▶ _WHAT YOU WILL DO_:
Carry over the data from the line containing "each dark mountain" down through the line containing "[379,243,513,277]", both lines included, with the requests kept and 76 added to every bounding-box coordinate.

┄┄┄┄┄┄┄┄┄┄

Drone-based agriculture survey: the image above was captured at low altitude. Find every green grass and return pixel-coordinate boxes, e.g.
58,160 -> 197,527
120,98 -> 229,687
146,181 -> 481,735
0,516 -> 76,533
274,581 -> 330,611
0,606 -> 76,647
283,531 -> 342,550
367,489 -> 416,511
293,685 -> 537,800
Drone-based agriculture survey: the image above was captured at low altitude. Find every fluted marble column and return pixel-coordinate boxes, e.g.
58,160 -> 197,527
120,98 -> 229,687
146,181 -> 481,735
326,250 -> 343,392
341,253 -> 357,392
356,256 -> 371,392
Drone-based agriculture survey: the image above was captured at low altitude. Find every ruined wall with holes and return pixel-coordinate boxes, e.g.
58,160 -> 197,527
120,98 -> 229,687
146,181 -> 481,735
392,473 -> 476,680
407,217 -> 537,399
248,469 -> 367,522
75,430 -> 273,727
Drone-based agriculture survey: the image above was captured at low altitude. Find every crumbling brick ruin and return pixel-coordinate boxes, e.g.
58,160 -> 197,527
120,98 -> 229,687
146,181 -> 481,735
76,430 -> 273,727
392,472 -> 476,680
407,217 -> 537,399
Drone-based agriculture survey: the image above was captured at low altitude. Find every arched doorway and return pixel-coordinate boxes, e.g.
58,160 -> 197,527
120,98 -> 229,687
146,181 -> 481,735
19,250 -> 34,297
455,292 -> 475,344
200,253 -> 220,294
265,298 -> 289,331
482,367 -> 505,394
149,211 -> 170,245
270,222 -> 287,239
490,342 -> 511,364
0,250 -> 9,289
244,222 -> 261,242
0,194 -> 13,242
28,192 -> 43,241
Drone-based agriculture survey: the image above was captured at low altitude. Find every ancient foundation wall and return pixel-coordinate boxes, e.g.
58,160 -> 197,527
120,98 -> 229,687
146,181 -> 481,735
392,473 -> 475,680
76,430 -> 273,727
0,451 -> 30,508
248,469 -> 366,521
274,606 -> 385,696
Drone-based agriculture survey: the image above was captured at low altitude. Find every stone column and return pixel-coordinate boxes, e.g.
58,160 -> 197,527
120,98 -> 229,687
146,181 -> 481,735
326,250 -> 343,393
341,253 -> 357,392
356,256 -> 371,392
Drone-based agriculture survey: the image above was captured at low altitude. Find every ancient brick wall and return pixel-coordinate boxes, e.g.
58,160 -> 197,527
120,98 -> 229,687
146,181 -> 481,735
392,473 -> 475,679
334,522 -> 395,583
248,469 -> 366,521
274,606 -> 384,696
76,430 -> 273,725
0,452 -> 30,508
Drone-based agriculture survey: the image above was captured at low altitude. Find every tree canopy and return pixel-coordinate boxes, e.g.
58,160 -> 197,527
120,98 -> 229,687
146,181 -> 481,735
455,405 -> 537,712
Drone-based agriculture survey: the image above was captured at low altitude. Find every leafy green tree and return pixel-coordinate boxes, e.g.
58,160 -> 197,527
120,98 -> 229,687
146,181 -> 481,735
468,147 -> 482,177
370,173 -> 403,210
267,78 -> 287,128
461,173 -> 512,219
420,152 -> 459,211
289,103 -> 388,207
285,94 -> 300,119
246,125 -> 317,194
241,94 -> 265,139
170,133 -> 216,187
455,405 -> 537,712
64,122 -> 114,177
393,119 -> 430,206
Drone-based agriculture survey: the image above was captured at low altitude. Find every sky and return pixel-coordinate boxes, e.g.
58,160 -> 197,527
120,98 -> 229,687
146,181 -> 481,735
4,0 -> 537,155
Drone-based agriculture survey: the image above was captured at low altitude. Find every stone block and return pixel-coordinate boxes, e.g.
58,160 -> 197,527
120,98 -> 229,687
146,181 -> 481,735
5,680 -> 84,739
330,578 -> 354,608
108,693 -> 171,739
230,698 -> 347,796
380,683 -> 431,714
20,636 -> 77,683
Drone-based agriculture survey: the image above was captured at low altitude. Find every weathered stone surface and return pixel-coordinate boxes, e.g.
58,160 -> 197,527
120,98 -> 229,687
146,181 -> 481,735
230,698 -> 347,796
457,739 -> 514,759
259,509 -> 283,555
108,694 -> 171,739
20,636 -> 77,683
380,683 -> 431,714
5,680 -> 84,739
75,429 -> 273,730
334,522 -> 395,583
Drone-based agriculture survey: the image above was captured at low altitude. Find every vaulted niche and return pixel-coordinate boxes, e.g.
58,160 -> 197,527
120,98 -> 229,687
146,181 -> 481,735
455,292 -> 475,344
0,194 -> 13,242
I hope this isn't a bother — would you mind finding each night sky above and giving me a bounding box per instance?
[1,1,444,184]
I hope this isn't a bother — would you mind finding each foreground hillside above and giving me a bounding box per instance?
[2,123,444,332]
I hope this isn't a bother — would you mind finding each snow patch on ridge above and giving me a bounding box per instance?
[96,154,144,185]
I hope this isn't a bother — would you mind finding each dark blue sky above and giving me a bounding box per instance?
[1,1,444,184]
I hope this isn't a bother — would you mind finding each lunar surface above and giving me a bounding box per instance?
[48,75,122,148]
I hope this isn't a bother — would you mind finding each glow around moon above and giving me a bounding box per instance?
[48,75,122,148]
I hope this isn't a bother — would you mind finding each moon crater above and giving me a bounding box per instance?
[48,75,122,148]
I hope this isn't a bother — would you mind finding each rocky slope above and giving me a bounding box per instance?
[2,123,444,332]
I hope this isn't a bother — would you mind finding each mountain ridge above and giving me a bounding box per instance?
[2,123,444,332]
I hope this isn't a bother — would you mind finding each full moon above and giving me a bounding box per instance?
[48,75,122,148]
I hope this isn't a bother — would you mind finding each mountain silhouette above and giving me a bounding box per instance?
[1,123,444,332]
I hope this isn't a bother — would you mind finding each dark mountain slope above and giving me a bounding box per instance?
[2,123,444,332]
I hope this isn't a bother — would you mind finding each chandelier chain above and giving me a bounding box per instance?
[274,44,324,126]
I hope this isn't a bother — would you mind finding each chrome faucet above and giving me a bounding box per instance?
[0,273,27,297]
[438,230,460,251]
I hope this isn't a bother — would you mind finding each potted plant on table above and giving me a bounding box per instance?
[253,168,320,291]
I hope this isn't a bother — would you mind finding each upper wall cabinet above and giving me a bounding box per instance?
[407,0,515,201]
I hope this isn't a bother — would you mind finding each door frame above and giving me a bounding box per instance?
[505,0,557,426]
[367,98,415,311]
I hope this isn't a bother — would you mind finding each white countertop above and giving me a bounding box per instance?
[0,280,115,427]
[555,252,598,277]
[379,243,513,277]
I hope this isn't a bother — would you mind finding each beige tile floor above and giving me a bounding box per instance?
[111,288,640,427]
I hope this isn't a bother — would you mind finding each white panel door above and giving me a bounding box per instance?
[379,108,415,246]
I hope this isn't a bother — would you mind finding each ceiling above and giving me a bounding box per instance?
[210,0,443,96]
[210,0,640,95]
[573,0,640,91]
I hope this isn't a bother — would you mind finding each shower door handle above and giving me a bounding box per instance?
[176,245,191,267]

┄┄┄┄┄┄┄┄┄┄

▶ _ANSWER FOR THE TASK_:
I hope this isn't a bother — would you mind finding each dark mountain slope above and giving me a bounding box per instance?
[78,199,520,408]
I hope this isn't a bother — would you mind finding each chandelier chain above and giving me a bounding box per instance?
[350,120,400,202]
I hope this isn't a bother — would you mind finding each chrome faucet above and giving me a bounding box per instance?
[76,349,103,373]
[514,306,536,327]
I hope this isn't a bother — would you mind finding each potted plant on table above and giving me a bounding box per instance?
[329,244,396,367]
I hope this isn't a bother — would you mind finding each upper wall cabinet above and giving me a bounding box per instance?
[483,76,591,277]
I hope this isn't a bother — would you mind finding each door frame above and giving me a bounding box per instance?
[581,76,633,502]
[443,174,491,387]
I hope this isn't a bother — would you mind finding each white countertop above and giving me a bounding box per instance?
[76,356,191,503]
[631,328,674,353]
[455,319,589,353]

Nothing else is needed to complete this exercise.